Return the following from the records below: each line, word for word, starting with the line that contains "Outline every instance of the recessed" and going on through the line that contains "Outline every instance of the wooden", with nothing outside that range.

★ ★ ★

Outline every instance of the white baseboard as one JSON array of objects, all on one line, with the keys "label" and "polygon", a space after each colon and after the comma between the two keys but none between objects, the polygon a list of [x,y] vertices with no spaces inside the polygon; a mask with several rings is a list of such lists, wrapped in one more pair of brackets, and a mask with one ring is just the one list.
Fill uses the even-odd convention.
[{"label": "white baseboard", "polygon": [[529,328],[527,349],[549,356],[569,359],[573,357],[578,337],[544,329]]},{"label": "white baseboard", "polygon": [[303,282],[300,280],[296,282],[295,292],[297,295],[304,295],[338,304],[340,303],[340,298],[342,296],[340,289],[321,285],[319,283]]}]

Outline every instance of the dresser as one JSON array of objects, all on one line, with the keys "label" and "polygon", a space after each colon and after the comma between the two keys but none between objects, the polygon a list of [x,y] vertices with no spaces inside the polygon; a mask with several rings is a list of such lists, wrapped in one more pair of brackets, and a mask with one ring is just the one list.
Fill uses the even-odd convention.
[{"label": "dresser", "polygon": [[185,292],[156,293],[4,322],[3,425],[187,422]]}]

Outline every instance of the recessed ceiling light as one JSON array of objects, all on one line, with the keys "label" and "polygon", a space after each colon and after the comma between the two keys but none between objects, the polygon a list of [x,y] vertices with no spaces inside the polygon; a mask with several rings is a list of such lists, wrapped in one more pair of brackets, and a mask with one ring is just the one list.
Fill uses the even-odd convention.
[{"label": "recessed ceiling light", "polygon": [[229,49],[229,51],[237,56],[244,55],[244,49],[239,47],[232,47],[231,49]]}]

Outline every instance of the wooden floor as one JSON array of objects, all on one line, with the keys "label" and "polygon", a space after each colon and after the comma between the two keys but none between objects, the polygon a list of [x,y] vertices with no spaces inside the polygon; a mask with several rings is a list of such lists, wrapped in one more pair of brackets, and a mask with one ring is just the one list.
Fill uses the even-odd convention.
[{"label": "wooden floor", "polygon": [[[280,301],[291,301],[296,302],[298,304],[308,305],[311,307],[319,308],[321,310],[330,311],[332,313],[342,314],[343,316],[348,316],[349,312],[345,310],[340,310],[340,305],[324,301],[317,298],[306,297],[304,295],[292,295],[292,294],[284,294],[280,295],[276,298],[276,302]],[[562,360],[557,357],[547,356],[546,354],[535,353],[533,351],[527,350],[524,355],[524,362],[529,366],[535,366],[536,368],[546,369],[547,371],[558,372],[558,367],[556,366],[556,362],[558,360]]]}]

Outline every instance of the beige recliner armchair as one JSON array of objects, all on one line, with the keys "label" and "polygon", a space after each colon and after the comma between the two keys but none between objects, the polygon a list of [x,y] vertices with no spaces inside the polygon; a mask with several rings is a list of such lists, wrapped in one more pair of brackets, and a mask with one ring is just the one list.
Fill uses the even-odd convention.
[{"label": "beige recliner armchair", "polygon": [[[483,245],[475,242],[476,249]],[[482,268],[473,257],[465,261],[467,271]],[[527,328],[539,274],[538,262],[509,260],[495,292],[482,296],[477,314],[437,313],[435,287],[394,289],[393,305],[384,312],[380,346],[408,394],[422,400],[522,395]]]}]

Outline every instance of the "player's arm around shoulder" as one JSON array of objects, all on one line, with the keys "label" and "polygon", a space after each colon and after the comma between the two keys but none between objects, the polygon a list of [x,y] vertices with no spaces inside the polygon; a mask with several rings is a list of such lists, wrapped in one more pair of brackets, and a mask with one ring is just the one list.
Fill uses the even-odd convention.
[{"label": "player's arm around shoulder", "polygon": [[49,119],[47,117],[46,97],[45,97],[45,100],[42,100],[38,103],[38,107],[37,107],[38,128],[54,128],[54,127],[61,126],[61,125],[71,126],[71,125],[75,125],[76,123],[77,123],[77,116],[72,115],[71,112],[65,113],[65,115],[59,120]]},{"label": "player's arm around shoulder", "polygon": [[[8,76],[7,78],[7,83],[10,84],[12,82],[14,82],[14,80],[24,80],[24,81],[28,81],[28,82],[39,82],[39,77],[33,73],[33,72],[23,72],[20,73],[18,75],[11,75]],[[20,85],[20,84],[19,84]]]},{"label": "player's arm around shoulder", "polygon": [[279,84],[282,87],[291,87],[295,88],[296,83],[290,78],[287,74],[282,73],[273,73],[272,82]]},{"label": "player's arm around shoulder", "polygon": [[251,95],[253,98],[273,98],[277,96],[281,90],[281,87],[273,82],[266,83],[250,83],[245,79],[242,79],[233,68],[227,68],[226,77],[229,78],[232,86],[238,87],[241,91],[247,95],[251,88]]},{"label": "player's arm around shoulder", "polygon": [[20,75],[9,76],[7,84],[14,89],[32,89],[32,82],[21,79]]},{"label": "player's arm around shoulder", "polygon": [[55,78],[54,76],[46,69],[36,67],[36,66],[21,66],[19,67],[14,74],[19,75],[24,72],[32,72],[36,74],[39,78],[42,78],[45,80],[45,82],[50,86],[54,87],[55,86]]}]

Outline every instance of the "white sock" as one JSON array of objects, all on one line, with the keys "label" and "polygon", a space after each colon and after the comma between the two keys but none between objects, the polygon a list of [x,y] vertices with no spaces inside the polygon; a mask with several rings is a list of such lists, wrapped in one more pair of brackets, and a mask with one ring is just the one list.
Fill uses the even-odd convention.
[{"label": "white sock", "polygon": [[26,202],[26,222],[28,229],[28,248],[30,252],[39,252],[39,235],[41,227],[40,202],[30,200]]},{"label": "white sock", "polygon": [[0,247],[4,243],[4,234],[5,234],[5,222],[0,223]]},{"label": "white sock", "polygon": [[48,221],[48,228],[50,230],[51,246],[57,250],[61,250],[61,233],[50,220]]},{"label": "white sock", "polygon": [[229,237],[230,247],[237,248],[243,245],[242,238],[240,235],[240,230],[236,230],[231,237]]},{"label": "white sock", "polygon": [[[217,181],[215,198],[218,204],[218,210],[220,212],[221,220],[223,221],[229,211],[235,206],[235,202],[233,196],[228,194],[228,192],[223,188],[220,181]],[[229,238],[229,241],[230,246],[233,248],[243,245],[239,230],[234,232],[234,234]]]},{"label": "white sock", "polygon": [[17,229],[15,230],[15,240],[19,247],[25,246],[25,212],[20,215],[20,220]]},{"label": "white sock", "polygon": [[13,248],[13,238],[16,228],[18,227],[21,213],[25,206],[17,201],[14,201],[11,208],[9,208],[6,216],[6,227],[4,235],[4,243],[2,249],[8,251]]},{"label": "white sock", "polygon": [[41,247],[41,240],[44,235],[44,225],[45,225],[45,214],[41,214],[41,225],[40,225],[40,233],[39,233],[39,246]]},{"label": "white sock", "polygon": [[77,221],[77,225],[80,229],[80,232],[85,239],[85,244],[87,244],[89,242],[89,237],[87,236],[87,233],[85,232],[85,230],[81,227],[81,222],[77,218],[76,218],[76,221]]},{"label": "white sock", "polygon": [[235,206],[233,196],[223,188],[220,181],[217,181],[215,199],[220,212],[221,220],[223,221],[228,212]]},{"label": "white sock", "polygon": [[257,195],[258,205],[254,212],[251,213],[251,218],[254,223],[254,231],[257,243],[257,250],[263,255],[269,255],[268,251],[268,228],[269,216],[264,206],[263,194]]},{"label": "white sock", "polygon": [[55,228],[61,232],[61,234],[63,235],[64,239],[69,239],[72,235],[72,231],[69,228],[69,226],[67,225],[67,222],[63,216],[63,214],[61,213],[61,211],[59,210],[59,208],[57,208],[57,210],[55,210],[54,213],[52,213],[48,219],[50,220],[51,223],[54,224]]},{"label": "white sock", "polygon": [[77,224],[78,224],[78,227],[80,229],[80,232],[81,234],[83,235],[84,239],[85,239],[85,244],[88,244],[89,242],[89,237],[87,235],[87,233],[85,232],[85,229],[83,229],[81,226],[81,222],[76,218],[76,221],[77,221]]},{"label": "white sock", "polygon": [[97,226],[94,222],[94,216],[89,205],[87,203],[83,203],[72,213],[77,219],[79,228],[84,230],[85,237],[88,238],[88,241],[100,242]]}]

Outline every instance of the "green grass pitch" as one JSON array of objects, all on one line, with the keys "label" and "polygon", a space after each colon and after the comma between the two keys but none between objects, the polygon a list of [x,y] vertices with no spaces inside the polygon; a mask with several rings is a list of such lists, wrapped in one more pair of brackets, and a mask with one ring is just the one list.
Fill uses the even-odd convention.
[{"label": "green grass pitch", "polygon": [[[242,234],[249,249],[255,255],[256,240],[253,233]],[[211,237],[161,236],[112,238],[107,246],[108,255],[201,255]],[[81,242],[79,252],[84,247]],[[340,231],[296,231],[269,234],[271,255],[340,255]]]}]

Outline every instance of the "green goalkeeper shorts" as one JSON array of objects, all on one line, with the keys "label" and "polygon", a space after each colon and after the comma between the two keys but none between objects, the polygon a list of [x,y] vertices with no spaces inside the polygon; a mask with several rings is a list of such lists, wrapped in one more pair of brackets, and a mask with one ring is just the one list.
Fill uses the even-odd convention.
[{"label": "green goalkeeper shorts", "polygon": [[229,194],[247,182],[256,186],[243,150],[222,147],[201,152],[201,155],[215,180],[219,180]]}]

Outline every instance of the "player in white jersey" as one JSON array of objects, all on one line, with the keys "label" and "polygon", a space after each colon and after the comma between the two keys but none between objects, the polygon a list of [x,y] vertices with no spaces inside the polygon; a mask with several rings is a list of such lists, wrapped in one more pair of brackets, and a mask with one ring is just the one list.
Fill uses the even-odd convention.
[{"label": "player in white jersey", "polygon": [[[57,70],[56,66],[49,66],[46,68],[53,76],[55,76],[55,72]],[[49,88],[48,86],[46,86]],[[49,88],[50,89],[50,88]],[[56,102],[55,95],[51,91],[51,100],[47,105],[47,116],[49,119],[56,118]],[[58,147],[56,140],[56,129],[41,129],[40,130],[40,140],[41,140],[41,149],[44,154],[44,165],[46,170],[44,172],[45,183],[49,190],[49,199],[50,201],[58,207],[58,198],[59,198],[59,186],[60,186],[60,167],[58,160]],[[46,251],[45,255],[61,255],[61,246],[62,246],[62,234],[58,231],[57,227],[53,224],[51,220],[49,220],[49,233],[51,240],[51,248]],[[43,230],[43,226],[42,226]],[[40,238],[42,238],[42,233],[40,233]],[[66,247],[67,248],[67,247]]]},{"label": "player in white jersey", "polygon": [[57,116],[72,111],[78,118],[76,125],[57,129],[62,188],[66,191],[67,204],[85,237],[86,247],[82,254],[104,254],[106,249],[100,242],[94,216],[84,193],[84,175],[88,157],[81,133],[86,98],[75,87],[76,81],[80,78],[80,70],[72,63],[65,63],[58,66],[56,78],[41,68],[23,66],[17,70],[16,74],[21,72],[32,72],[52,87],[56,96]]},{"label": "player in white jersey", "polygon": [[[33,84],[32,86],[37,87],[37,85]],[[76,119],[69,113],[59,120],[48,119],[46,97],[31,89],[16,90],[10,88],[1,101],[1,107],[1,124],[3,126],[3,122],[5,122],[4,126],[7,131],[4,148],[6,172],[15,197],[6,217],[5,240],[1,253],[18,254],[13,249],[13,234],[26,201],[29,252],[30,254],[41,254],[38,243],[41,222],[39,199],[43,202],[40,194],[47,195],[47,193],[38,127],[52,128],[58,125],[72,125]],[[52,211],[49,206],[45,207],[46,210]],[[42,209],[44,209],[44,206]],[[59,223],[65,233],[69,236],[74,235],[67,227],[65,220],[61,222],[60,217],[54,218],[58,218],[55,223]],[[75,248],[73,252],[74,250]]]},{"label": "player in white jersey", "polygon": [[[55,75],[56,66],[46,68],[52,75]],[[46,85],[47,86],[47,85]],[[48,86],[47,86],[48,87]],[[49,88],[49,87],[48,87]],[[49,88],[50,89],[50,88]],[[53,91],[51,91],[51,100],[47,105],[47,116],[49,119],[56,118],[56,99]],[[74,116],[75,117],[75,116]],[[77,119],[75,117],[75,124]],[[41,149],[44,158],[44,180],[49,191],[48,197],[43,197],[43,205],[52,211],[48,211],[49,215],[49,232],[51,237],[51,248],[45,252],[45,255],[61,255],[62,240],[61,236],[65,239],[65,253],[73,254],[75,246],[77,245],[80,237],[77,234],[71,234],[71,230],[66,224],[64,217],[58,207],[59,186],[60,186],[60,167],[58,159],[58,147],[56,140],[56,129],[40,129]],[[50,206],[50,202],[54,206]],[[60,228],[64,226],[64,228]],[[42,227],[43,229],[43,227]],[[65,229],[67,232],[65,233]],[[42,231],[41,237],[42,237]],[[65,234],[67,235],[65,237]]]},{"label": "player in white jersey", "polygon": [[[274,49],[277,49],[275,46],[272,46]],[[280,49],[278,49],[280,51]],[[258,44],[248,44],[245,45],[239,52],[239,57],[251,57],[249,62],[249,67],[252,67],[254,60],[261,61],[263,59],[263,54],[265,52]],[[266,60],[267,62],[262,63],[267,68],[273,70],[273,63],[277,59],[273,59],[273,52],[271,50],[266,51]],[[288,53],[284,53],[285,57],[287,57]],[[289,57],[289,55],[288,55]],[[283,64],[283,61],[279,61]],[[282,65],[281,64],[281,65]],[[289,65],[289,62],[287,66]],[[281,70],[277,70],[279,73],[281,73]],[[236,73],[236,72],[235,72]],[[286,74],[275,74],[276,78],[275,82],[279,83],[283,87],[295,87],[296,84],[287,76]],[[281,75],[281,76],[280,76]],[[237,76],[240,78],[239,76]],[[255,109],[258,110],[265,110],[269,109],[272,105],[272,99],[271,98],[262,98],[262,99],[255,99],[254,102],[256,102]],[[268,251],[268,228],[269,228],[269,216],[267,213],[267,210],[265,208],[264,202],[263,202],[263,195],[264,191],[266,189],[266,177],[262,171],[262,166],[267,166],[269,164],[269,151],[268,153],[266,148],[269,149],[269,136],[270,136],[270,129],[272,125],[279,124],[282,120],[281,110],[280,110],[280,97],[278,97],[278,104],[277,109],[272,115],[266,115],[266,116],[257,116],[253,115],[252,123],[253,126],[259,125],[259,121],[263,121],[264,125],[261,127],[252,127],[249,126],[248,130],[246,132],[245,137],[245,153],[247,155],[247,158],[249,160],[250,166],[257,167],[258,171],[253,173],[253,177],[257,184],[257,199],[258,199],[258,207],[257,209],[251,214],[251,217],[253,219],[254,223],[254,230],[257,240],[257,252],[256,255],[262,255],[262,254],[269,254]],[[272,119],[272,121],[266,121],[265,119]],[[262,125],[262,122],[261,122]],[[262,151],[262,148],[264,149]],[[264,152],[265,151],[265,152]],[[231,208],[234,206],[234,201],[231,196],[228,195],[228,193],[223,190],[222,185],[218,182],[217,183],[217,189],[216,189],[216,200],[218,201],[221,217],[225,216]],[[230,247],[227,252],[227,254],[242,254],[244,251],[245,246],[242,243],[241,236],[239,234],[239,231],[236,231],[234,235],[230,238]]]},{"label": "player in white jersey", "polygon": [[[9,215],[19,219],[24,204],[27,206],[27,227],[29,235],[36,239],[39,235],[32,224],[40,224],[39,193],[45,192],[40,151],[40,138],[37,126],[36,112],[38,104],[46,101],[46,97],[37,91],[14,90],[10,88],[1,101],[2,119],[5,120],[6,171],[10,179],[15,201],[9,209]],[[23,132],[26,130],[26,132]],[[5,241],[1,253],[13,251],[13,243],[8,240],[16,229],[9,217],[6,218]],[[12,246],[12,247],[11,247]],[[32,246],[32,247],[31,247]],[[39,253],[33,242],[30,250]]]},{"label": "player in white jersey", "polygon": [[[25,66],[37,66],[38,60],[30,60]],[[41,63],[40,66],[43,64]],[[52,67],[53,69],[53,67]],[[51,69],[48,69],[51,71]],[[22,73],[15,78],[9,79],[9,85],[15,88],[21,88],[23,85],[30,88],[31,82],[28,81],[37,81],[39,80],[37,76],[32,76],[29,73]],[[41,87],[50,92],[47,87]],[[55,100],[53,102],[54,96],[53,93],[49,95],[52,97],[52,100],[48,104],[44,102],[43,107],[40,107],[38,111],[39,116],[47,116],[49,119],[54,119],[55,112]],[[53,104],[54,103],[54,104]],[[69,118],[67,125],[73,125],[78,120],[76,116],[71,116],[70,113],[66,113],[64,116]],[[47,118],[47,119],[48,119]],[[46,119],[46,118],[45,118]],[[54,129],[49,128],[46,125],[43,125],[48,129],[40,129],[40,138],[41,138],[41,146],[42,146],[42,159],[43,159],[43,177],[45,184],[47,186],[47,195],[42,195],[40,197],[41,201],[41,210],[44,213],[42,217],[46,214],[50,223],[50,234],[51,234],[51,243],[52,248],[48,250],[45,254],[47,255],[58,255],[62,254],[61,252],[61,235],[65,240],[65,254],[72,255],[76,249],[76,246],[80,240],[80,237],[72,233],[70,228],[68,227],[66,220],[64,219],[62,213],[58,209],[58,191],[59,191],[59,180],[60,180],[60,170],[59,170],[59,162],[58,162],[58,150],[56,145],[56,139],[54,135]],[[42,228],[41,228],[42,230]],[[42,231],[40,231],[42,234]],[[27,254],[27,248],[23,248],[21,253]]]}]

★ ★ ★

● **TASK ANSWER**
Outline every instance of the recessed ceiling light as one JSON array of objects, all on one line, with the keys "label" and "polygon", a space after each colon and after the comma between the two keys but none between objects, the polygon a list of [x,y] vertices with no spaces inside the polygon; a mask with several rings is a list of such lists, wrapped in one more pair of brackets, and a mask with one ring is just the one list.
Fill uses the even-odd convention.
[{"label": "recessed ceiling light", "polygon": [[229,49],[229,51],[237,56],[244,55],[244,49],[239,47],[232,47],[231,49]]}]

Outline every instance of the wooden floor as one JSON array of objects, all on one line, with the keys "label" and "polygon", a space after each colon and after the comma between the two keys but none between objects, the polygon a list of [x,y] vertices with no spaces inside the polygon; a mask with several rings is a list of such lists, wrapped in one more pair of brackets, and a mask with one ring is just the one list.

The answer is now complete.